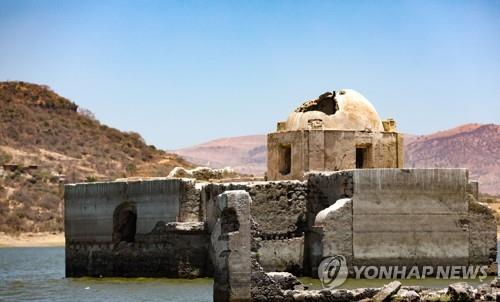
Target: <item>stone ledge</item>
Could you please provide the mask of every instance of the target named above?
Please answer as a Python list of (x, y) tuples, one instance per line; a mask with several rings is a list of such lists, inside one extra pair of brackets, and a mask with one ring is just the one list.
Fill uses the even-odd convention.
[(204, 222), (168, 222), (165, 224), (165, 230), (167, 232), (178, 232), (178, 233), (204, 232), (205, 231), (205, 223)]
==
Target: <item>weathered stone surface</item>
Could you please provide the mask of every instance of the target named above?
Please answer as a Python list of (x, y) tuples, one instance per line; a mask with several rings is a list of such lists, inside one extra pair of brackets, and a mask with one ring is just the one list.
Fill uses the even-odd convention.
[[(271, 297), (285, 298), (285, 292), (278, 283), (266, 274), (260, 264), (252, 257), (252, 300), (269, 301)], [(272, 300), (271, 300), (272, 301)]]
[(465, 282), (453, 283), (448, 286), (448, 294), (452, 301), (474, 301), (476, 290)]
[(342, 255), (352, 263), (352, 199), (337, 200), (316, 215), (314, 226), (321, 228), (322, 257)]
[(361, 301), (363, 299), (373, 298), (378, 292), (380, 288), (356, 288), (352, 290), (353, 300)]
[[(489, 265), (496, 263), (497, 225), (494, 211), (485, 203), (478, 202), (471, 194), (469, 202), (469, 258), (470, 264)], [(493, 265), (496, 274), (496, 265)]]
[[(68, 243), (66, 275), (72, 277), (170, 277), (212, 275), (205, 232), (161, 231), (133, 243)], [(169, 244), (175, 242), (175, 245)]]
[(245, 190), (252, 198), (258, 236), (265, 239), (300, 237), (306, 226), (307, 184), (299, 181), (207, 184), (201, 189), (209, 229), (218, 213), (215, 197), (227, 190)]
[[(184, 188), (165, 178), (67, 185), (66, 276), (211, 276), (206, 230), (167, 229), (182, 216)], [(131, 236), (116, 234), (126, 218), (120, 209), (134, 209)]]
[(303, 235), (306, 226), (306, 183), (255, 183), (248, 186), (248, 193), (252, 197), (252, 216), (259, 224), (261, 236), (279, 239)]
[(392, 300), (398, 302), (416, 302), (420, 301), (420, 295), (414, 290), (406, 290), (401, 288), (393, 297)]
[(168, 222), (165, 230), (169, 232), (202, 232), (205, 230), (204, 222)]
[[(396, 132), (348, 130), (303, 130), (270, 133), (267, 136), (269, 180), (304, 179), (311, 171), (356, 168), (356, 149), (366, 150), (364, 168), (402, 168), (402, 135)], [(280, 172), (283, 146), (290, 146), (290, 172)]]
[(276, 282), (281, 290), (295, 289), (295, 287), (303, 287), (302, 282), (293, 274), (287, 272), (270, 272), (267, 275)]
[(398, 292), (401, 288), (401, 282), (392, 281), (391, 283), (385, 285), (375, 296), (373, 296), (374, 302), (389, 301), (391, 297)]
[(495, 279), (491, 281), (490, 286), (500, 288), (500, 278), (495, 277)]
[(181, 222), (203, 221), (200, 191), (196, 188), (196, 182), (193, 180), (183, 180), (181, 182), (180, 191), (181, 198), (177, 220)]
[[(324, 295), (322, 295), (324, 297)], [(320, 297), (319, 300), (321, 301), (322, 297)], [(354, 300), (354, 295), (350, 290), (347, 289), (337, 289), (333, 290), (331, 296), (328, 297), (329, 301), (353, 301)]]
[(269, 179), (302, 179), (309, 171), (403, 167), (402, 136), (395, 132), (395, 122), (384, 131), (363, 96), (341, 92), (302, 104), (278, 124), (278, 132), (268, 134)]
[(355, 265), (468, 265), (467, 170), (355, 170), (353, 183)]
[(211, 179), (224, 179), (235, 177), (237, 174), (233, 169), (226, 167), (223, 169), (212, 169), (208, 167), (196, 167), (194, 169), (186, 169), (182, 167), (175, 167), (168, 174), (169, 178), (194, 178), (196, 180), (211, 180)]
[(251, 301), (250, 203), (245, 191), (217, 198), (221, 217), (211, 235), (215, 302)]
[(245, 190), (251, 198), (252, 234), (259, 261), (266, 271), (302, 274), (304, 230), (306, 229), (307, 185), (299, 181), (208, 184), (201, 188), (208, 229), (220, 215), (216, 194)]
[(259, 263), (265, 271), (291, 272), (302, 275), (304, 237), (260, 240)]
==
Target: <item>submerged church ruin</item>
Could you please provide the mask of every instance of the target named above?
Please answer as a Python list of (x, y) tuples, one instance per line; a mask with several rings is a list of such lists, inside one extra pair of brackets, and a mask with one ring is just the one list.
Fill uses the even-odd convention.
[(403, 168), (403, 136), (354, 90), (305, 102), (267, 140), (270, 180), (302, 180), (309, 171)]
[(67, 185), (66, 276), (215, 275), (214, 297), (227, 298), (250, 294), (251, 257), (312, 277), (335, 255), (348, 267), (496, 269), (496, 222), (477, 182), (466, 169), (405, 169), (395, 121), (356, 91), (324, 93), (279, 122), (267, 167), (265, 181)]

→ Exercise details
If a line in the data holds the string "item", copy that line.

→ Solution
Target: <item>stone ledge</item>
Target: <item>weathered stone surface</item>
Target: <item>submerged church ruin</item>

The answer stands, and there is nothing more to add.